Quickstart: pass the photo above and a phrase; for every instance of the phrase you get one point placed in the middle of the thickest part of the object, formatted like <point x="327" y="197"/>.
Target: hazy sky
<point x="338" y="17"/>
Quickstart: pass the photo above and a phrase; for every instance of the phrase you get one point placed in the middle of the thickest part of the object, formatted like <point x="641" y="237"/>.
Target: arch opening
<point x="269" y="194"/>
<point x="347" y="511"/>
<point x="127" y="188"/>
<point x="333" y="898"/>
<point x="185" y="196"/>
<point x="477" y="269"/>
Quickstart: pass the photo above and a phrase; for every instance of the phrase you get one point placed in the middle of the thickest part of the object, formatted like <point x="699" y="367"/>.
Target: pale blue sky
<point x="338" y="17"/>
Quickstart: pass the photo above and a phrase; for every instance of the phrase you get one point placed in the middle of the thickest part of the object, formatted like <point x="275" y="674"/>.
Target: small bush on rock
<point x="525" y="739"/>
::::::
The exercise -> Restate all of the entries exactly, please.

Complete answer ->
Quickstart: pass the photo above and a phrase; for every instance of the phrase you get one point placed in the middle of the thickest part of the object, formatted like <point x="327" y="197"/>.
Target: hazy sky
<point x="338" y="17"/>
Quickstart: pass the photo above and a phrase; for every instance of the phrase you get one point placed in the middle of the thickest part of the object, formatted like <point x="641" y="237"/>.
Target: arch opening
<point x="269" y="194"/>
<point x="347" y="511"/>
<point x="127" y="188"/>
<point x="333" y="898"/>
<point x="185" y="196"/>
<point x="477" y="269"/>
Quickstart: pass the photo above and a phrase; for every instance of the phrase you get one point placed in the middle of the thickest part of the object, formatted like <point x="699" y="367"/>.
Target: pale blue sky
<point x="338" y="17"/>
Quickstart: pass the photo above and a phrase; for every instance of the phrase you get one point placed in the middle of the thickest part of the object, formatted like <point x="275" y="674"/>.
Target: small bush on rock
<point x="525" y="739"/>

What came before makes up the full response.